▶ _TASK GOAL_: The span to repeat in the listing below runs from the line containing "Target: man in white surplice" to the line containing "x=559, y=13", inclusive. Repeat it exactly, and only it.
[INPUT FOR THIS TASK — start]
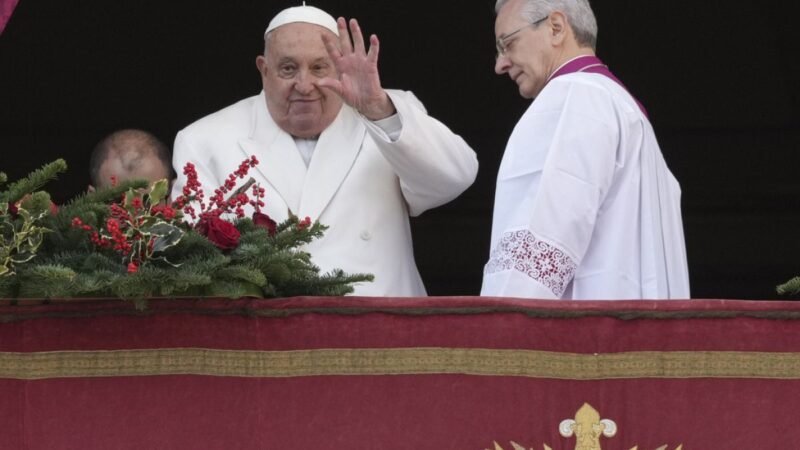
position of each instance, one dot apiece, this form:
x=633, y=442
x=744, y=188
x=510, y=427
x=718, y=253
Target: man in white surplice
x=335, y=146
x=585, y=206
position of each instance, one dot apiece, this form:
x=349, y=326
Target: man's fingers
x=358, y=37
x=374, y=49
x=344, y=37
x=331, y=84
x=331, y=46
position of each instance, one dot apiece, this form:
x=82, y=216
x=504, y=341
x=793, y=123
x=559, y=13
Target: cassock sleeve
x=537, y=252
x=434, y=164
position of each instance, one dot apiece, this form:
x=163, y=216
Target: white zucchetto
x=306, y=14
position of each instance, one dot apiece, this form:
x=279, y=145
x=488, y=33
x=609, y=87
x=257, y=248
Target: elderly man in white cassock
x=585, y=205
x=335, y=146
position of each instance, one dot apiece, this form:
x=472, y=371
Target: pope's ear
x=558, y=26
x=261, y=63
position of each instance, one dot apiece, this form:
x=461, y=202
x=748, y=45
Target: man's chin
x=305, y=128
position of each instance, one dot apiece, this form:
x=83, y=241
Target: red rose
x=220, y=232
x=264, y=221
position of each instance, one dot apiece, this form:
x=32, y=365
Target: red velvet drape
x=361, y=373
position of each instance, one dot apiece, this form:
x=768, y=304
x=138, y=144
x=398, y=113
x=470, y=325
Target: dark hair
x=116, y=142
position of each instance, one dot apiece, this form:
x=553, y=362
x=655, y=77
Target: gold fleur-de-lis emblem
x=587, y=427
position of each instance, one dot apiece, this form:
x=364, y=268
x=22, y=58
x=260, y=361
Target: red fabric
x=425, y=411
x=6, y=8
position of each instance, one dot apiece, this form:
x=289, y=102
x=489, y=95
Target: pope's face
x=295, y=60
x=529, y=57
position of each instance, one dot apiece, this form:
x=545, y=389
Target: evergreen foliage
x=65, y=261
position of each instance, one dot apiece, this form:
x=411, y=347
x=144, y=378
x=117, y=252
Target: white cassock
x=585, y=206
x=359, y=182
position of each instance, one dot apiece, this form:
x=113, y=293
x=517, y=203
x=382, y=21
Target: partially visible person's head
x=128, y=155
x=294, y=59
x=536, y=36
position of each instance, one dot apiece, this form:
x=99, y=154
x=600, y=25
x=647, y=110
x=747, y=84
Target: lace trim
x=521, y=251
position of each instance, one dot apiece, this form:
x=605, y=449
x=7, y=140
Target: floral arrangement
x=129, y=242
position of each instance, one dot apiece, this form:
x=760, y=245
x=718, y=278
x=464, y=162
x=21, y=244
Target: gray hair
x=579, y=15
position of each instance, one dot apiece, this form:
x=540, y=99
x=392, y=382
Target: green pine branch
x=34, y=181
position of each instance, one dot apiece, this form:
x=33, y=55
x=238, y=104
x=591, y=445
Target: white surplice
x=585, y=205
[INPUT FOR THIS TASK — finish]
[INPUT FOR THIS TASK — start]
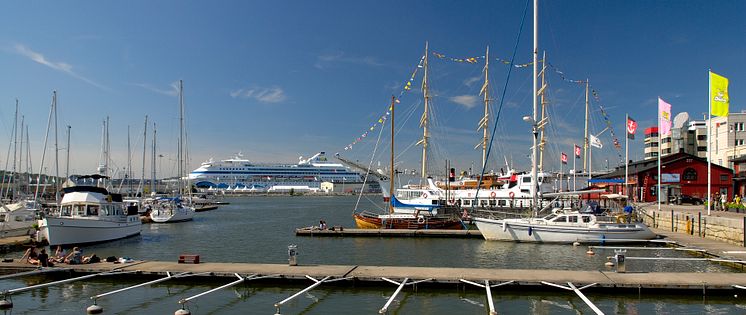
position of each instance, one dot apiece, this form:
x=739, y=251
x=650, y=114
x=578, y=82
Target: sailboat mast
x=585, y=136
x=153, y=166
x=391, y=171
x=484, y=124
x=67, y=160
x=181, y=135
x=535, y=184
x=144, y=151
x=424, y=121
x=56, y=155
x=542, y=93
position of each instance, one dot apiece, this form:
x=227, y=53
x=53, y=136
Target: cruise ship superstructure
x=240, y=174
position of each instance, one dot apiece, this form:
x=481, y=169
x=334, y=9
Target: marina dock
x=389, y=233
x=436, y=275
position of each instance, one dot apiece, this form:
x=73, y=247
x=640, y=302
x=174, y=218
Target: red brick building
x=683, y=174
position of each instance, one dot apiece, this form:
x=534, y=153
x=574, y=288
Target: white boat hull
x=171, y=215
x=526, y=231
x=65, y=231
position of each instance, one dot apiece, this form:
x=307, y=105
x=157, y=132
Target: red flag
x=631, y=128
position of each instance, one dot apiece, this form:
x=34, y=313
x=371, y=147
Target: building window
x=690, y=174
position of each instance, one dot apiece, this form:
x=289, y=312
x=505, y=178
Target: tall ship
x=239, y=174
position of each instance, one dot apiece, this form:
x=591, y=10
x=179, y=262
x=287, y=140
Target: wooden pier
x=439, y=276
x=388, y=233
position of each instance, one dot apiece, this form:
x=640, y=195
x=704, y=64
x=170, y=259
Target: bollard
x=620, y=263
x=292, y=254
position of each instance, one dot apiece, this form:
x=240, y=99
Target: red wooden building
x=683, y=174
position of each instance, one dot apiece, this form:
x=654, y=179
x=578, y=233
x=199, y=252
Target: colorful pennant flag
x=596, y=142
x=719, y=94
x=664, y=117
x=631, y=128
[INPUT FOR THIS TASK — finish]
[INPUT FOR THIS TASK — start]
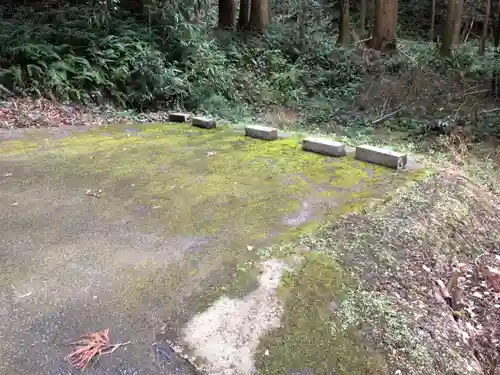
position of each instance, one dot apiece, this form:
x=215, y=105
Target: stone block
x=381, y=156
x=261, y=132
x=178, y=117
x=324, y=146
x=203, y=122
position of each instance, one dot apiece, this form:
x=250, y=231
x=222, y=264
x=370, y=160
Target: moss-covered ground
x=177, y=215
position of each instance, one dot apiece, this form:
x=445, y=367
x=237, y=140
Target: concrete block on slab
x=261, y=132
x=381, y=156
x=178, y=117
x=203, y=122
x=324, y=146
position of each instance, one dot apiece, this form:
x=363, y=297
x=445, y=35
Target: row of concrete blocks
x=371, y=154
[INPUT FOR THIS TASK — finish]
▶ _RESULT_:
Target: man in white surplice
x=335, y=146
x=585, y=206
position of each instance, one dot apiece, this form:
x=349, y=326
Target: man's fingers
x=358, y=37
x=374, y=49
x=344, y=37
x=331, y=84
x=331, y=46
position of each instance, one dot apiece, this form:
x=82, y=216
x=504, y=341
x=793, y=123
x=559, y=13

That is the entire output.